┌─ PAGE EXCERPT

You have dreams of working as a medical professional, helping patients achieve the healthy bodies and minds they deserve, but before you can think about applying to medical school — or any other medical professional program, like nursing school — you want to make sure that you are comfortable in a healthcare environment. A good way to do that is with a non-medical healthcare job that is relatively quick and easy to qualify for — like medical administrative assistant positions.
What Does a Medical Administrative Assistant Do?
A medical administrative assistant tends to work on the business side of the healthcare industry, providing support to healthcare providers like doctors and nurses by handling basic administrative tasks. While more senior healthcare administrators may take responsibility for managing personnel or drafting budgets, administrative assistants tend to look after simpler daily tasks around the office. For example, some typical daily duties for medical administrative assistants may include:
- Answering phones
- Scheduling appointments
- Processing payments
- Delivering lab results to healthcare providers
- Ordering office supplies
At smaller practices, administrative assistants may also assume minor responsibilities with patients. For example, they may be asked to check patients in and gather patient information. However, unlike medical assistants, medical administrative assistants will not be asked to collect vitals, perform tests, administer treatments or assist a healthcare provider in any medical capacity. To fill this role, a medical administrative assistant will need to acquire additional training and certification in the medical field, which an employer might assist an administrative assistant in achieving.
How Do You Become a Medical Administrative Assistant?

└─

▶ **THINGS TO DO**
a) For each statement about the passage on medical administrative assistants, answer yes or no and quote the words that settle it: (i) Medical administrative assistants may be asked to collect vitals. (ii) At smaller practices, administrative assistants may check patients in. (iii) Ordering office supplies is listed as a typical daily duty.
b) Please quote the passage on medical administrative assistants between "You have dreams" and "administrative assistant positions.", inclusive.
Nothing in the records is needed here.

┌─ DATA EXTRACTS

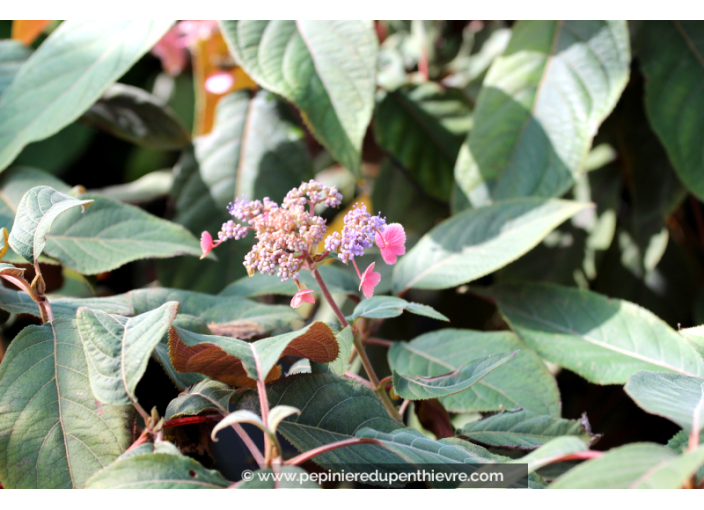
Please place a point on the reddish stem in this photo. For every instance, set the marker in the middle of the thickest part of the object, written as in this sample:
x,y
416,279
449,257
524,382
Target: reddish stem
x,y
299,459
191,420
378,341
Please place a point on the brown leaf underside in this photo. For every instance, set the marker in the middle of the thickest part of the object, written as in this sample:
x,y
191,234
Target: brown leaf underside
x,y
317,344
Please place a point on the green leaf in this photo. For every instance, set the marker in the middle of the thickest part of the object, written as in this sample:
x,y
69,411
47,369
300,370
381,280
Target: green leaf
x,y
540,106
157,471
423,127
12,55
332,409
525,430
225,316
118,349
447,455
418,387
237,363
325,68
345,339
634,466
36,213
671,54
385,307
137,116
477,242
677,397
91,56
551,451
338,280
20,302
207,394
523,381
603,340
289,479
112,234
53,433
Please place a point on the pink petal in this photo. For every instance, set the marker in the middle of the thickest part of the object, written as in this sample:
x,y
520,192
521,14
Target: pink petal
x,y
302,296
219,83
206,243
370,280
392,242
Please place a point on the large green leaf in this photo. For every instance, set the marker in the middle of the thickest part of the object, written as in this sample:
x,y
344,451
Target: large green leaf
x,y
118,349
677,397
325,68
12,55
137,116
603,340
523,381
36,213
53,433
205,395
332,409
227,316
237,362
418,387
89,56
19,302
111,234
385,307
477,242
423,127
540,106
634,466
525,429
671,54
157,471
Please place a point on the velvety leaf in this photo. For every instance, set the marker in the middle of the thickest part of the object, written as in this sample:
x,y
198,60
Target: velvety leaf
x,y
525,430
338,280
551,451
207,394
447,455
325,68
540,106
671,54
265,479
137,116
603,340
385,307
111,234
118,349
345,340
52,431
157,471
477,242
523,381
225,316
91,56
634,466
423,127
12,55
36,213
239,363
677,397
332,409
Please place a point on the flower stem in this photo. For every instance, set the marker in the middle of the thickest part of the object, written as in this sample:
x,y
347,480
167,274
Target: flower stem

└─

▶ **EXERCISE RESPONSES**
a)
(i) No: "medical administrative assistants will not be asked to collect vitals"
(ii) Yes: "they may be asked to check patients in and gather patient information"
(iii) Yes: "Ordering office supplies"

b)
You have dreams of working as a medical professional, helping patients achieve the healthy bodies and minds they deserve, but before you can think about applying to medical school — or any other medical professional program, like nursing school — you want to make sure that you are comfortable in a healthcare environment. A good way to do that is with a non-medical healthcare job that is relatively quick and easy to qualify for — like medical administrative assistant positions.